● Data in this exercise:

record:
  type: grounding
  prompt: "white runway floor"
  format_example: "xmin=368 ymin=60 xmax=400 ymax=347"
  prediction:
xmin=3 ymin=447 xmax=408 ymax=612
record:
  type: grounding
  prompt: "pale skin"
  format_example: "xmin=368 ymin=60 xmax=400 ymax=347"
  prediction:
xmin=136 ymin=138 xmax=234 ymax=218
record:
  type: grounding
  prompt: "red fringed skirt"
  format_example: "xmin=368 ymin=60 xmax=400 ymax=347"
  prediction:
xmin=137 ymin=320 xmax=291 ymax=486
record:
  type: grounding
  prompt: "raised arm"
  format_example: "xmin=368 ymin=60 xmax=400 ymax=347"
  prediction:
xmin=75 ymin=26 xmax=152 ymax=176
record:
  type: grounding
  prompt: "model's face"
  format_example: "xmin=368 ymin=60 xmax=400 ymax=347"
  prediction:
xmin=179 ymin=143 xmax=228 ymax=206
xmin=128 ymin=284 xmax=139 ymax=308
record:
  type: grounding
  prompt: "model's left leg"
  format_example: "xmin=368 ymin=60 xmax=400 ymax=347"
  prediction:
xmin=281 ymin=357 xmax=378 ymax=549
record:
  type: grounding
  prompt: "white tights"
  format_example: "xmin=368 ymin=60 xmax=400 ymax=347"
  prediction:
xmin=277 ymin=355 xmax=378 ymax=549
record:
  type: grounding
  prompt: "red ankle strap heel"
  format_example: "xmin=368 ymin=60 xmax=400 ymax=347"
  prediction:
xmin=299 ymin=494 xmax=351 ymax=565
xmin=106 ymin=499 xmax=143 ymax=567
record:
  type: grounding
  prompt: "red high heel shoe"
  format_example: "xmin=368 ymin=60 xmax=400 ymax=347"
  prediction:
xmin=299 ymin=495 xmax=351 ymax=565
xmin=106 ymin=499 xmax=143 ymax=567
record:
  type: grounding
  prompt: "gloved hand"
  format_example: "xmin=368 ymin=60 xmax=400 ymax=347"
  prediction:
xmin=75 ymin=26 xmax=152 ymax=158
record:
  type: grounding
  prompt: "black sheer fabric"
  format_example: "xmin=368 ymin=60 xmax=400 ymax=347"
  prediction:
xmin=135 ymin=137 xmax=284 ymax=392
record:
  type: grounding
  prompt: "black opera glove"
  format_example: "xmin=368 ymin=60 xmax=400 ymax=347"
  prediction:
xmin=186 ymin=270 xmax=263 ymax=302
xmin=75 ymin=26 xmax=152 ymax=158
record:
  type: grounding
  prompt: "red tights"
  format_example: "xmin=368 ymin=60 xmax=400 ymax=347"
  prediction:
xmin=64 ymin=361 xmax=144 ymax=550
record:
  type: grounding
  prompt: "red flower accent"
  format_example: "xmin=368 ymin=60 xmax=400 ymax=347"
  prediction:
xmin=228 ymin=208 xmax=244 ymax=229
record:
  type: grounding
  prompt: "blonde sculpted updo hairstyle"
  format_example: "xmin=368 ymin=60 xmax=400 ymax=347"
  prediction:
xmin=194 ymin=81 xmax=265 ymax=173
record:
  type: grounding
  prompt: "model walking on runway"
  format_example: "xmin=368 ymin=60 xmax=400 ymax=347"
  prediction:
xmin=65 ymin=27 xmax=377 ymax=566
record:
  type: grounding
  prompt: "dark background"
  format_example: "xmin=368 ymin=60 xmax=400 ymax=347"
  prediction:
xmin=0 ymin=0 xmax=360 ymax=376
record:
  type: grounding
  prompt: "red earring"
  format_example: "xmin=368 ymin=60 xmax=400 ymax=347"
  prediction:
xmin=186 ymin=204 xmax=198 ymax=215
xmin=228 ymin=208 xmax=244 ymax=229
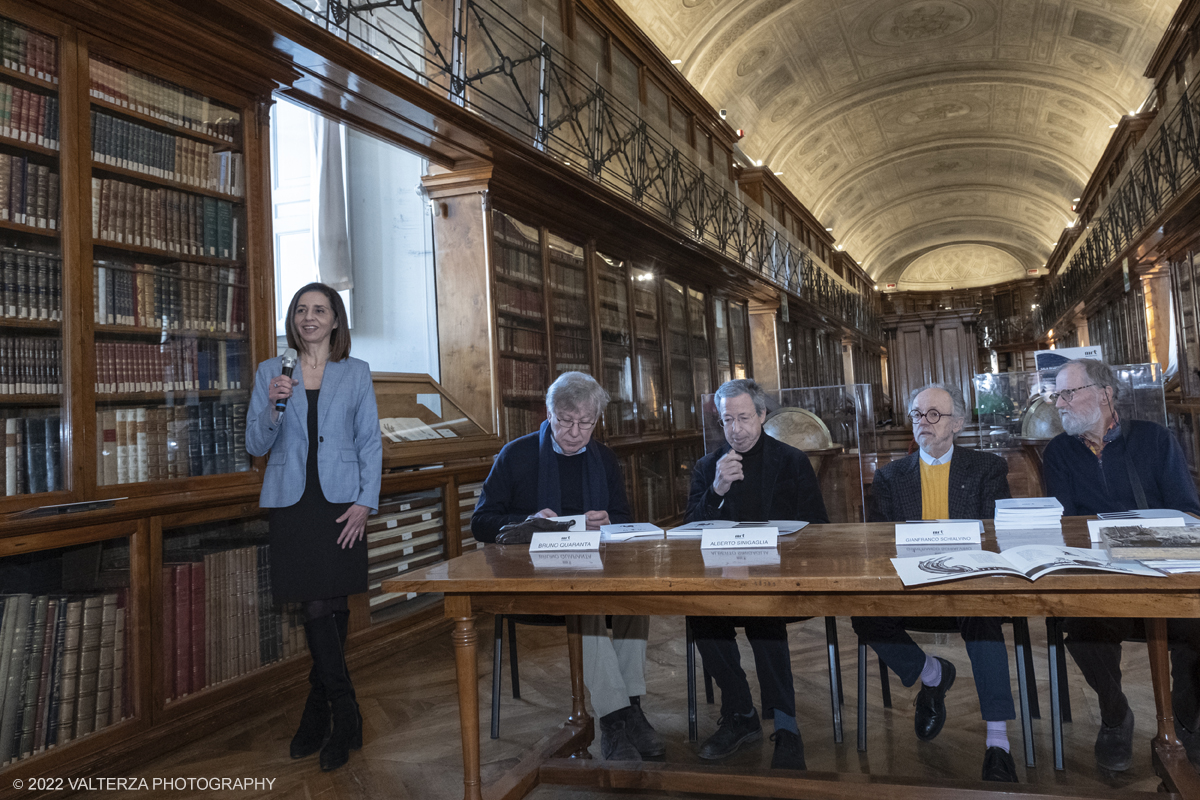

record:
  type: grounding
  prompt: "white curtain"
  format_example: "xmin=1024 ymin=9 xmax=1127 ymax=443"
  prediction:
xmin=311 ymin=114 xmax=354 ymax=291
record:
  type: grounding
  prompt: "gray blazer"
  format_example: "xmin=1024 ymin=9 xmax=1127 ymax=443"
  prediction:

● Problem requirements: Retype all of the records above line for line, with no changes, and leave the pictures out.

● Solution to the problem:
record:
  type: grounding
  prompt: "white runway floor"
  format_example: "xmin=368 ymin=60 xmax=400 ymax=347"
  prediction:
xmin=3 ymin=447 xmax=408 ymax=612
record:
  type: grounding
  prompt: "pale skin"
  format_example: "xmin=368 ymin=60 xmax=400 ymax=347"
  prediction:
xmin=136 ymin=138 xmax=234 ymax=218
record:
  type: grounding
  prompt: "red fringed skirt"
  format_example: "xmin=368 ymin=60 xmax=400 ymax=347"
  prediction:
xmin=137 ymin=320 xmax=291 ymax=486
record:
  type: grounding
  prompt: "raised arm"
  format_example: "xmin=368 ymin=60 xmax=400 ymax=347"
  prediction:
xmin=75 ymin=26 xmax=152 ymax=176
record:
  type: grounding
  prompt: "model's face"
  format_example: "xmin=368 ymin=60 xmax=400 ymax=347"
  prediction:
xmin=179 ymin=143 xmax=228 ymax=206
xmin=128 ymin=284 xmax=139 ymax=308
record:
  type: grounding
  prompt: "model's left leg"
  format_example: "xmin=368 ymin=60 xmax=400 ymax=347"
  prediction:
xmin=281 ymin=357 xmax=378 ymax=549
record:
  type: grounding
  prompt: "white tights"
  format_example: "xmin=368 ymin=60 xmax=400 ymax=347"
  prediction:
xmin=277 ymin=355 xmax=378 ymax=549
record:
  type: grounding
  prompt: "red ankle strap heel"
  format_example: "xmin=368 ymin=60 xmax=400 ymax=347"
  prediction:
xmin=299 ymin=494 xmax=351 ymax=565
xmin=106 ymin=499 xmax=143 ymax=567
record:
  type: grounding
  prompt: "red high heel shoe"
  format_example: "xmin=368 ymin=60 xmax=400 ymax=347"
  prediction:
xmin=299 ymin=495 xmax=351 ymax=565
xmin=106 ymin=499 xmax=143 ymax=567
record:
  type: grounding
  prompt: "gloved hand"
  format_example: "xmin=368 ymin=60 xmax=400 ymax=347"
  prediction:
xmin=75 ymin=26 xmax=152 ymax=158
record:
  type: grounding
  prompt: "black sheer fabric"
  format_example: "xmin=368 ymin=60 xmax=400 ymax=347"
  prediction:
xmin=135 ymin=137 xmax=284 ymax=392
record:
  type: grounding
  prompt: "black opera glove"
  format_example: "xmin=368 ymin=60 xmax=400 ymax=347"
  prediction:
xmin=186 ymin=270 xmax=263 ymax=302
xmin=75 ymin=26 xmax=152 ymax=158
record:
  type: grounding
  prompt: "red tights"
  format_example: "xmin=368 ymin=60 xmax=400 ymax=347"
  prediction:
xmin=64 ymin=361 xmax=144 ymax=550
record:
  type: grounding
  prompt: "red flower accent"
  format_example: "xmin=368 ymin=60 xmax=400 ymax=347"
  prediction:
xmin=228 ymin=208 xmax=244 ymax=229
record:
  type: grounding
  prompt: "blonde sculpted updo hairstyle"
  format_example: "xmin=368 ymin=60 xmax=400 ymax=347"
  prediction:
xmin=194 ymin=81 xmax=265 ymax=173
record:
  type: grounding
  prompt: "model walking on runway"
  format_example: "xmin=368 ymin=60 xmax=400 ymax=347"
  prediction:
xmin=65 ymin=27 xmax=377 ymax=566
record:
  type: grounding
  prompt: "dark background"
  format_example: "xmin=368 ymin=60 xmax=400 ymax=347"
  prediction:
xmin=0 ymin=0 xmax=360 ymax=376
record:
  type: grounding
  prompt: "red earring"
  format_example: "xmin=368 ymin=60 xmax=400 ymax=347"
  prediction:
xmin=186 ymin=204 xmax=198 ymax=215
xmin=228 ymin=208 xmax=244 ymax=229

record:
  type: grounding
  prompt: "white curtain"
  format_example: "xmin=1024 ymin=9 xmax=1127 ymax=443"
  prediction:
xmin=311 ymin=114 xmax=354 ymax=291
record:
  type: grounding
  prompt: "gray blazer"
  format_example: "xmin=1024 ymin=9 xmax=1127 ymax=443"
  prediction:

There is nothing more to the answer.